* Collection entries
---*---

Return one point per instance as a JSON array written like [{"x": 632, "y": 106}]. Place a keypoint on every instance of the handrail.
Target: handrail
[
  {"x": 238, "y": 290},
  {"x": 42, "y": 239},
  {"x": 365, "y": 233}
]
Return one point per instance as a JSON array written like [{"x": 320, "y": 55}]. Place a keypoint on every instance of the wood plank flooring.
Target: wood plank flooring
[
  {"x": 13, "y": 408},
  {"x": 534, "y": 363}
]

---*---

* SHORT PROBLEM
Render every line of the material above as a Markdown table with two columns, Row and Line. Number the rows in order and leave out any blank lines.

* SOLUTION BELOW
| Row | Line |
|---|---|
| 1 | Return one point per instance as a JSON array written like [{"x": 632, "y": 106}]. Place a keypoint on every instance of the handrail. |
| 2 | Target: handrail |
| 3 | [ |
| 4 |   {"x": 238, "y": 290}, |
| 5 |   {"x": 42, "y": 239}, |
| 6 |   {"x": 365, "y": 233} |
| 7 | ] |
| 8 | Return one point per instance as a JSON array written like [{"x": 320, "y": 55}]. Place a keypoint on every instance of the wood plank flooring. |
| 9 | Target: wood plank flooring |
| 10 | [ |
| 11 |   {"x": 13, "y": 408}, |
| 12 |   {"x": 534, "y": 363} |
| 13 | ] |